▸ ASSIGNMENT: Nothing in the listing may change. Repeat all of it.

--

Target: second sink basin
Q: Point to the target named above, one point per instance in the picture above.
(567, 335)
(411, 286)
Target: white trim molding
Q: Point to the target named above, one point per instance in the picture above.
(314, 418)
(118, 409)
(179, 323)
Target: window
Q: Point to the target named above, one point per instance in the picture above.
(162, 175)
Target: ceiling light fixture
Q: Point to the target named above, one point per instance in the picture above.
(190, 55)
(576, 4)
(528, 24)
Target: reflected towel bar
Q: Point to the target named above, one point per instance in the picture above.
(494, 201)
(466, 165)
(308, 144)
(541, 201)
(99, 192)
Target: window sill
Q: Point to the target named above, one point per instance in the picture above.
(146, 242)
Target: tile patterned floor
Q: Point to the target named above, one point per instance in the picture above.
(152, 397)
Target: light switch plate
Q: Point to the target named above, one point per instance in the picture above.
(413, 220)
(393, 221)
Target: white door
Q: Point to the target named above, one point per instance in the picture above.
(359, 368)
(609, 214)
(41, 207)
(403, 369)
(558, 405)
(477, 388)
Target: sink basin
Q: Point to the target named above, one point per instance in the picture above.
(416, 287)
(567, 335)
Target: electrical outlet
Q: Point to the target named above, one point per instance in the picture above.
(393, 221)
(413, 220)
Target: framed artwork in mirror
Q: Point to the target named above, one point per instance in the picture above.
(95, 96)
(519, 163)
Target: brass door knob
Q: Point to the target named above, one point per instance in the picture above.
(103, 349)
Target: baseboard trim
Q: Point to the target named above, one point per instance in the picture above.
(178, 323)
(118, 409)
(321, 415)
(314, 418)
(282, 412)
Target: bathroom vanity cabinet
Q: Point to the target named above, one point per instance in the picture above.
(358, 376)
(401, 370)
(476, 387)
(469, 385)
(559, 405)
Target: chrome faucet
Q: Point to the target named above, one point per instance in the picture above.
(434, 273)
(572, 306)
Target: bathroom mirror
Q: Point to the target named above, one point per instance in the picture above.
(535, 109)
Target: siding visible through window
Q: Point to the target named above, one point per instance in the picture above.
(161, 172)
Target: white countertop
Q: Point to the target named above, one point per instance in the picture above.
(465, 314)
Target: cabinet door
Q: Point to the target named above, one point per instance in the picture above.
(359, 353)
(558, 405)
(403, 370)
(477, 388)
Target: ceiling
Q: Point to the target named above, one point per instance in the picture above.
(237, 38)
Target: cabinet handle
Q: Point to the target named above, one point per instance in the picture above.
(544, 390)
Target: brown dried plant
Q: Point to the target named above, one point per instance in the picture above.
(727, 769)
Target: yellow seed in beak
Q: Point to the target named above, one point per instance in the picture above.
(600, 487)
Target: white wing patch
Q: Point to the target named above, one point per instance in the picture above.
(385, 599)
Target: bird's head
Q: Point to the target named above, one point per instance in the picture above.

--

▸ TASK ANSWER:
Target: second sink basin
Q: Point to the target named above, one point per instance in the picture above.
(567, 335)
(411, 286)
Target: white trim molding
Q: Point to the target named above, one point per instance in the picture above.
(314, 418)
(118, 409)
(179, 323)
Target: window
Q: Point to the target named above, one point per instance in the picture above.
(162, 175)
Target: ceiling light fixture
Q: Point to the target named above, one point per instance in the picture above.
(190, 55)
(576, 4)
(528, 24)
Target: reflected towel bar
Q: Point to the target named above, one point per instance in the picture above.
(494, 201)
(466, 165)
(308, 144)
(541, 201)
(99, 192)
Target: window sill
Q: Point to the target named above, one point per instance in the picture above.
(146, 242)
Target: tile patterned floor
Q: Point to the target named above, one point per instance in the picture above.
(152, 397)
Target: light switch plate
Q: Point to the target named above, one point per instance in the picture above.
(413, 220)
(393, 221)
Target: white door
Q: Point to the target named above, one point per instance in the picture above.
(359, 368)
(609, 214)
(41, 207)
(403, 369)
(558, 405)
(477, 388)
Target: sink basin
Q: Point to the target named above, one point per instance in the picture above.
(416, 287)
(567, 335)
Target: electrical outlet
Q: Point to the target named above, one point per instance in the picture above.
(393, 221)
(413, 220)
Target: framed artwork in mirror
Q: Point to the target named above, one point per instance in the picture above.
(95, 96)
(519, 163)
Target: brass door knob
Q: Point to the target named above, one point per instance in the picture above.
(103, 349)
Target: baseboard trim
Q: Point to the target named above, one point per instance in the picture above.
(178, 323)
(118, 409)
(321, 415)
(314, 418)
(282, 412)
Target: bathroom vanity cabinet
Q: Point to the target named above, one point per instance in the picture above.
(358, 376)
(401, 370)
(476, 387)
(469, 385)
(559, 405)
Target: chrome faucet
Q: Point to the target named above, one point per instance in the picture above.
(434, 273)
(572, 306)
Target: bathroom mirror
Q: Point to the target named above, one point per instance in the picture above.
(535, 109)
Target: siding visible through window
Q: Point to the target named above, one point per instance in the picture above.
(161, 172)
Target: white countertop
Q: Point to the target named above, one point per instance in the picture above.
(465, 314)
Target: cabinet door
Q: Point to the target named above, one point per instance in the picture above.
(359, 353)
(558, 405)
(403, 370)
(477, 388)
Target: ceiling
Q: Point to the target named above, one point per instance in the picture above.
(237, 38)
Target: cabinet handle
Q: Point to the target named above, one point per instance in the picture above.
(544, 390)
Target: brown dried plant
Q: Point to the target named above, one point per instance in the picture above.
(727, 769)
Target: yellow seed in beak
Q: Point to the target named above, one point per instance in the picture above.
(600, 487)
Target: white wing patch
Q: Point to the target named above, one point per instance in the picture above.
(385, 599)
Target: bird's head
Q: Point to the target named above, one point per instance in the picture above.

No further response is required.